_TASK INSTRUCTIONS_: Revise the listing below by changing every "pin one point" to "mark one point", leaving all other text untouched.

_EXERCISE INPUT_:
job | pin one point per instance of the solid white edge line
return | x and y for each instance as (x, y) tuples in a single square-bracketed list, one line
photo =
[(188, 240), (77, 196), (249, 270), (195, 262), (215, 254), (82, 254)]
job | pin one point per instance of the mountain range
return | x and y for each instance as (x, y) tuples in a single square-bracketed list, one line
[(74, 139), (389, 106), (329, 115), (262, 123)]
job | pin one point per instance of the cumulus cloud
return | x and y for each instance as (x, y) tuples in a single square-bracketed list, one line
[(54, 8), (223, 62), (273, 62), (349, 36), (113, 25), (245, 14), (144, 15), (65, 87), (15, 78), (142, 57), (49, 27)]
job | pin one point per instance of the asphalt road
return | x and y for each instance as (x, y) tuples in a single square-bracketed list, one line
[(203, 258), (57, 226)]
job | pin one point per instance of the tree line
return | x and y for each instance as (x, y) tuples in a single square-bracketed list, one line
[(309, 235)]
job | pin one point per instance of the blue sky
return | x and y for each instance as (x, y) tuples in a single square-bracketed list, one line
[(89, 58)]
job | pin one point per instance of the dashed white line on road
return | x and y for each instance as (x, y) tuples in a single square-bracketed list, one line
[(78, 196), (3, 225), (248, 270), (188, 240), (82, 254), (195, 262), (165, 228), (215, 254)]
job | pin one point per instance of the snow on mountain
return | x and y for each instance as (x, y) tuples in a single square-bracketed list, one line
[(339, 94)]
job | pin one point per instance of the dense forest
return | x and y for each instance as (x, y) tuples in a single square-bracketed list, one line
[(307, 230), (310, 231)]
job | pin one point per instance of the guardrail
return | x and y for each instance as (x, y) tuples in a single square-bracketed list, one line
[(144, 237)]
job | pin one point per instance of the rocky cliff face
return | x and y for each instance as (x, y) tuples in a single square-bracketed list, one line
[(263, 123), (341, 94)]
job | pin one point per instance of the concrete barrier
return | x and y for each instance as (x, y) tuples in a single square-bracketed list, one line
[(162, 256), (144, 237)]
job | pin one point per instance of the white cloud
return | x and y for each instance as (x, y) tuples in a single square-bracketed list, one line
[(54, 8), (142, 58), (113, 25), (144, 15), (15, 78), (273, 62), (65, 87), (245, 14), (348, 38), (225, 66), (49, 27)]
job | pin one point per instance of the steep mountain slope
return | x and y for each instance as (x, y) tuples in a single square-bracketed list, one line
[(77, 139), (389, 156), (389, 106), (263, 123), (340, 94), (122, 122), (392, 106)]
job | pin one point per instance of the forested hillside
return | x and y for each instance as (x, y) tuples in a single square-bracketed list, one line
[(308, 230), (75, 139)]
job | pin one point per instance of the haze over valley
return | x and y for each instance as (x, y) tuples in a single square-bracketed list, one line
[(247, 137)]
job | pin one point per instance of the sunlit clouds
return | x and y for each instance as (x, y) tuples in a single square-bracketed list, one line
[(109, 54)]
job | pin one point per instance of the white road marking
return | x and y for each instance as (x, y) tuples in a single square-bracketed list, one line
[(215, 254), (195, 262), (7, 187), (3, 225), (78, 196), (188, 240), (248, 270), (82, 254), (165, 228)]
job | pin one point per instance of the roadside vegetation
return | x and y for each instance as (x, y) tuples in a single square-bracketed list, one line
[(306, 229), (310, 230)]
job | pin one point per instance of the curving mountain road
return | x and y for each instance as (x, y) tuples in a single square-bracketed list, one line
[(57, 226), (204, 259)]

_REPLY TO THE EXERCISE_:
job | mark one point per instance of the solid white edge line
return | x and y for each instance as (x, y) tuples in a single square-bracketed list, one line
photo =
[(188, 240), (77, 196), (249, 270), (195, 262), (215, 254), (82, 254)]
job | mark one point per instance of the mountain range
return | x and y for each instance as (x, y) tuples in a single square-bracketed list, one line
[(74, 139), (389, 106), (329, 115), (262, 123)]
job | mark one point per instance of the cumulus cloud
return | x and y for each instance as (x, y) tuples in a single square-bracketed list, one line
[(54, 8), (223, 62), (273, 62), (349, 36), (113, 25), (245, 14), (144, 15), (65, 87), (15, 78), (142, 57), (49, 27)]
job | mark one point per instance of the asphalt road
return | x and y for each instance as (x, y) tuples in a single square-bracketed list, one line
[(203, 258), (57, 226)]
job | mark one point per instance of the tree line
return | x and y for each instance as (x, y) tuples in a single square-bracketed list, one line
[(309, 235)]
job | mark one point per instance of the blue sky
return | x and y for each instance as (x, y) tuples in a single square-bracketed list, one line
[(89, 58)]
job | mark one point per instance of the dashed white line on road
return | x and y for each instance as (x, y) tuples in a single square-bracketed list, one line
[(78, 196), (3, 225), (248, 270), (188, 240), (82, 254), (195, 262), (165, 228), (215, 254)]
job | mark one point per instance of the snow on mountain
return | x and y for each instance as (x, y) tuples in a single square-bracketed list, one line
[(339, 94)]
job | mark one point per instance of the dense forest
return | x and y for each instance as (x, y) tuples in a single square-bracketed list, one line
[(307, 230), (310, 231)]
job | mark one point per instance of the guardrail
return | x and y for each instance as (x, y) tuples in a single square-bracketed list, one line
[(144, 237)]
job | mark one point per instance of the rocky cliff face
return | x and y for each instance as (x, y) tuples in a single square-bracketed list, one line
[(263, 123), (341, 94)]
job | mark one point per instance of the concrete barrier
return | x and y for each instance as (x, y) tuples in a single square-bracketed list, one line
[(162, 256), (144, 237)]
job | mark one point per instance of the white cloud
return | x and y for each instance as (x, y) tuples in a single square-bracketed list, one line
[(54, 8), (142, 58), (113, 25), (144, 15), (15, 78), (273, 62), (65, 87), (245, 14), (348, 38), (225, 66), (49, 27)]
job | mark one point per instance of the steep mountain slope
return | x and y for each instance as (x, y) tuples in a single square-bracketed list, one line
[(77, 139), (389, 156), (389, 106), (263, 123), (340, 94), (122, 122), (392, 106)]
job | mark one point per instance of the forested hillside
return | x and y for each instance as (x, y) tuples in a single square-bracketed list, one line
[(308, 230), (75, 139)]
job | mark one point per instance of the haze over valley
return | x and y for each instance as (x, y) tuples in a single square-bracketed list, one line
[(247, 137)]
job | mark one point per instance of the sunlit clouds
return | x and y for each instance as (x, y) tuples in a single square-bracketed list, one line
[(109, 54)]
job | mark one point per instance of the white road marking
return | x and y for each instance as (x, y) tuples in a single square-bracketed list, one line
[(215, 254), (195, 262), (7, 187), (3, 225), (78, 196), (188, 240), (248, 270), (82, 254), (165, 228)]
job | mark one point per instance of the roadside vegetation
return | x and y for each instance as (x, y) tuples in a single square-bracketed list, one line
[(306, 229), (310, 230)]
job | mark one point per instance of the curving mountain road
return | x and y for each instance as (x, y) tuples in a single square-bracketed list, one line
[(57, 226), (204, 259)]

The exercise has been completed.